======== Text segment ========
This solution uses macro expansion to subvert the otherwise normal test code. && comes before %= in the precedence rules, so a,b can both equal 1 while a&&b evaluates to 0 because 3 % 1 is 0.

#include <stdio.h>

#define a x=3,x%=2
#define b 1

int main(int argc, char ** argv) {
  int x;
  if (a) printf("a is truthy,\n");
  if (b) printf("b is truthy,\n");
  if (!(a && b)) printf("but a&&b is not.\n");
}

Try it online!

Edit:

The original version does have the drawback that b&&a generates a compiler error (which still "fails to be truthy" per the question). Thanks to a clever optimization by Albert Renshaw, here is an improved version:

#include <stdio.h>

#define a (x=3),x%=2
#define b (x=5),x%=2

int main(int argc, char ** argv) {
  int x;
  if (a) printf("a is truthy,\n");
  if (b) printf("b is truthy,\n");
  if (!(a && b)) printf("but a&&b is not.\n");
  if (!(b && a)) printf("And now b&&a is not!\n");
}

Try it online!
========
→ Problem 1
What does b&&a produce in the original version of the macro explanation?
→ Problem 2
Rewrite the macro explanation from the words "This solution uses" through "3 % 1 is 0.", replacing "macro expansion" with "preprocessor substitution".
======== Source excerpt ========
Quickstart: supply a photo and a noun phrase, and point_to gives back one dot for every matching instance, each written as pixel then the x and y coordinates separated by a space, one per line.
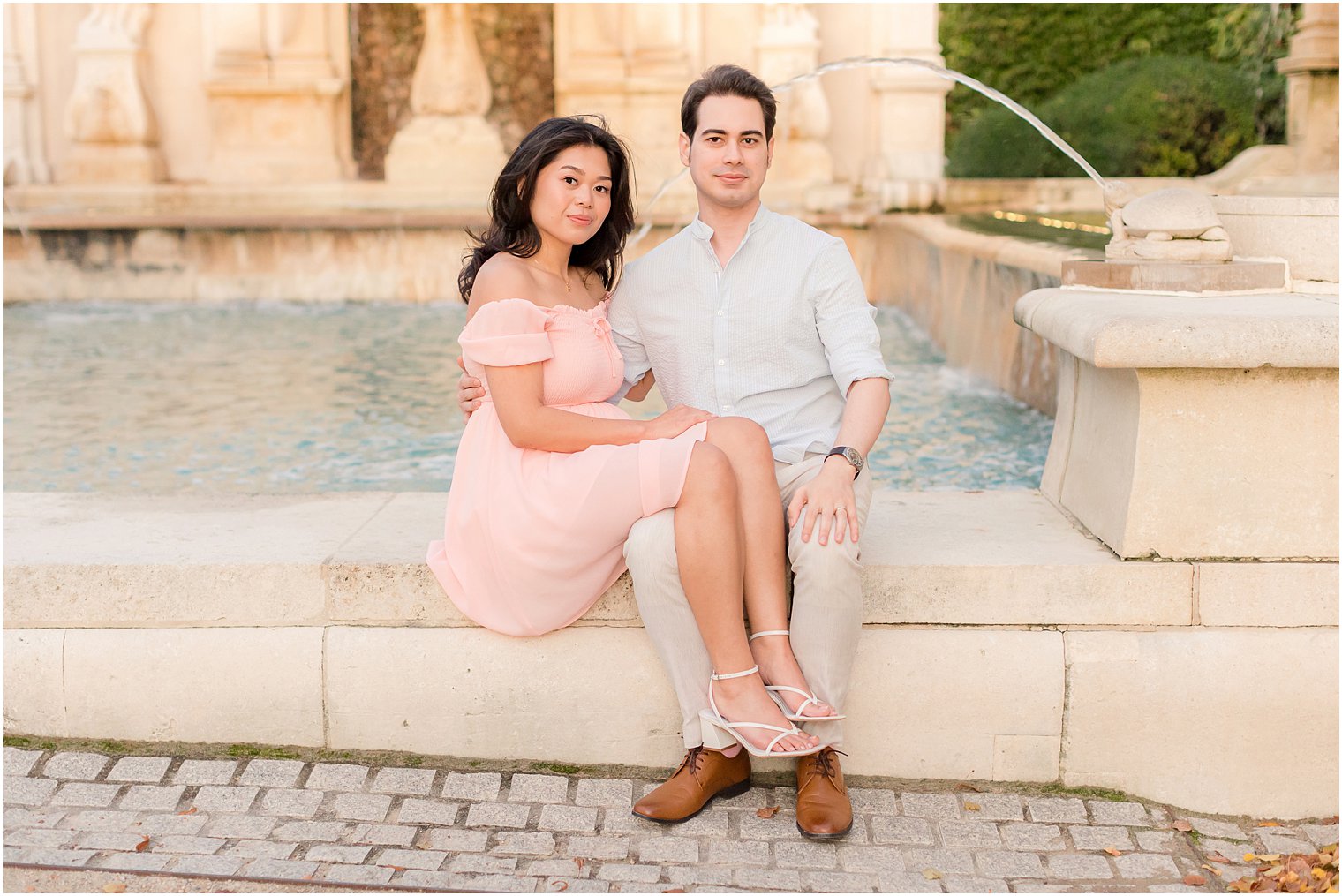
========
→ Exercise response 1
A compiler error.

→ Exercise response 2
This solution uses preprocessor substitution to subvert the otherwise normal test code. && comes before %= in the precedence rules, so a,b can both equal 1 while a&&b evaluates to 0 because 3 % 1 is 0.